> Instructions to follow
In how many lines of the data does the word "target" appear? Give the number by itself.

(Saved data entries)
=== Begin Enclosure ===

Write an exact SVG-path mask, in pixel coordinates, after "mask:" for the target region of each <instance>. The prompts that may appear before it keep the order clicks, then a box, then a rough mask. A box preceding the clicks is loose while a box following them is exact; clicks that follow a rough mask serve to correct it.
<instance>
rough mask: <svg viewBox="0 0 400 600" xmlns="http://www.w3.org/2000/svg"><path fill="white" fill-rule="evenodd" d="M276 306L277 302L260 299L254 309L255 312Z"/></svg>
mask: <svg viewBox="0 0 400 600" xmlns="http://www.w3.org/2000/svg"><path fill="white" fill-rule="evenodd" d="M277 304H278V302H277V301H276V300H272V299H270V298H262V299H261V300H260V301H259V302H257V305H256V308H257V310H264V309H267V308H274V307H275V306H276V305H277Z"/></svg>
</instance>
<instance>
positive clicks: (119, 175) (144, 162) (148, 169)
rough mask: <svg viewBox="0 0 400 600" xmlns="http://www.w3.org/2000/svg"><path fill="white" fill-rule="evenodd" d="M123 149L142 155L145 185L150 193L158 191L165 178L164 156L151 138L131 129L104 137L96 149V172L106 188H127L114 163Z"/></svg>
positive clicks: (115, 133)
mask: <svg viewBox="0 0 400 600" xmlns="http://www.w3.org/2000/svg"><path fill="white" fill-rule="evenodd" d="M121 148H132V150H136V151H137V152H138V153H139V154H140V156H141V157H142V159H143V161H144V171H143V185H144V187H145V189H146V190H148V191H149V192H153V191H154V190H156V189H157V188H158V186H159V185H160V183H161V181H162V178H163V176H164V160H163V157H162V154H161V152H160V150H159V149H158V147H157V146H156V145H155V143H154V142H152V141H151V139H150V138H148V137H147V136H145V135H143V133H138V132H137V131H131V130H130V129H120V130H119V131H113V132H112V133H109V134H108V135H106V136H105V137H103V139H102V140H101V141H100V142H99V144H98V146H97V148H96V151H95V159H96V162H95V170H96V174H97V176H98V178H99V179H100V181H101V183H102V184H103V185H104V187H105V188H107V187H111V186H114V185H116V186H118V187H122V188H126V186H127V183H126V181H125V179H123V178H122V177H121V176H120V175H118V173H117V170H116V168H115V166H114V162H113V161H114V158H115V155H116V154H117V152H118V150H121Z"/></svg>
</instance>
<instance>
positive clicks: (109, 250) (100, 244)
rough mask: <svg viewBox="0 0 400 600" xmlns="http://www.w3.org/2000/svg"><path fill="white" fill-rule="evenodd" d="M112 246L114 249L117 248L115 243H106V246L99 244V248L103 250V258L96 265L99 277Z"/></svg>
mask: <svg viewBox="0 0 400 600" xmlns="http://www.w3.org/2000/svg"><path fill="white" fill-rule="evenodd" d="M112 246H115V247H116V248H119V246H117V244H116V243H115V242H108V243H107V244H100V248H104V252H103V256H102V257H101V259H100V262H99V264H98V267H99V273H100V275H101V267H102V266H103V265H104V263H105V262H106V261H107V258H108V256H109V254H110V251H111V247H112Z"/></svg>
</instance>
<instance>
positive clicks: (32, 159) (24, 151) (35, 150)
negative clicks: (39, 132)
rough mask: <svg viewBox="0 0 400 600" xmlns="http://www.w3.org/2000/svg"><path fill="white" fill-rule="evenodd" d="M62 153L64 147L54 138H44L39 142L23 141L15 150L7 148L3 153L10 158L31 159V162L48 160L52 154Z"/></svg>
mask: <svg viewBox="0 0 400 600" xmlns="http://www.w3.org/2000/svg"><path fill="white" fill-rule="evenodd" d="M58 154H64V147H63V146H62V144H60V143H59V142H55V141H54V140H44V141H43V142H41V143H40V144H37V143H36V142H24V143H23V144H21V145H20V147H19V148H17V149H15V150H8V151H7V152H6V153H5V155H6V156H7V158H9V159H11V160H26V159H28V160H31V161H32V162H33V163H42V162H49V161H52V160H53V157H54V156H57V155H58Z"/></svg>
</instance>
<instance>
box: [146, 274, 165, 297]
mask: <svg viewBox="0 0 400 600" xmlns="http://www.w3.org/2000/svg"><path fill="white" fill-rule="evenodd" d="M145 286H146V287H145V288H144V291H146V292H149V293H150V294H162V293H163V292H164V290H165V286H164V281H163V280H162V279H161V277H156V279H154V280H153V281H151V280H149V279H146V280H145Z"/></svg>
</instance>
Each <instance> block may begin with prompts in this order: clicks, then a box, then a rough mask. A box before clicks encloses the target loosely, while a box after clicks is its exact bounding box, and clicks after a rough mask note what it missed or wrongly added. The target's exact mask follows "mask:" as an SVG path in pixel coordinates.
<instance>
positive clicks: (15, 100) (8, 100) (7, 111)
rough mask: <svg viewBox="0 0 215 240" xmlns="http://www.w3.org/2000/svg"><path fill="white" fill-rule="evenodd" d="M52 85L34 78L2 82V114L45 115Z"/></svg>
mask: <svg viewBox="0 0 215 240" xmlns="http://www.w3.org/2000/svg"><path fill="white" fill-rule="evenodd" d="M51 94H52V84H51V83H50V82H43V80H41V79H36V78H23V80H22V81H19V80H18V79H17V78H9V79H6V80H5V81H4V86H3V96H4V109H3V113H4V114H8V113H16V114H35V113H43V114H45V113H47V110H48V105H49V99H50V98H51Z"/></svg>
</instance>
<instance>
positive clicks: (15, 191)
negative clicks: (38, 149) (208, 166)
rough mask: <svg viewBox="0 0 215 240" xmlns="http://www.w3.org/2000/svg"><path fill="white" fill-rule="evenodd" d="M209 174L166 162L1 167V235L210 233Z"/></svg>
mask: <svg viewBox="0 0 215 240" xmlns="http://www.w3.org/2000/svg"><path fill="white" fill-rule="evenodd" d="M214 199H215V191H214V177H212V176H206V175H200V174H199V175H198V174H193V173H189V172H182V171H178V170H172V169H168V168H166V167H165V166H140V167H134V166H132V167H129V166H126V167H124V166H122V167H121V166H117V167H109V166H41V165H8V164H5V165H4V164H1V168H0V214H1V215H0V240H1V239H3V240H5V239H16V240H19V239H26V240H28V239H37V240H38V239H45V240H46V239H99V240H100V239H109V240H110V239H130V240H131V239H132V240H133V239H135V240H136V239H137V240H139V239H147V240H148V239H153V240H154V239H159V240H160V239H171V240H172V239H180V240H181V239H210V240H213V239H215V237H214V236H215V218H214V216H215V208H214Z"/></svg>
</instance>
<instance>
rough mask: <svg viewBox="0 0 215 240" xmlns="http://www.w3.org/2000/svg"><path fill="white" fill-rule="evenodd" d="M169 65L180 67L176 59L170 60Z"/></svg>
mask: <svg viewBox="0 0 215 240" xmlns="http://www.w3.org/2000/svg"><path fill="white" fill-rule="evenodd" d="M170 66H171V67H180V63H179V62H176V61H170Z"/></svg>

=== End Enclosure ===

> Response area
2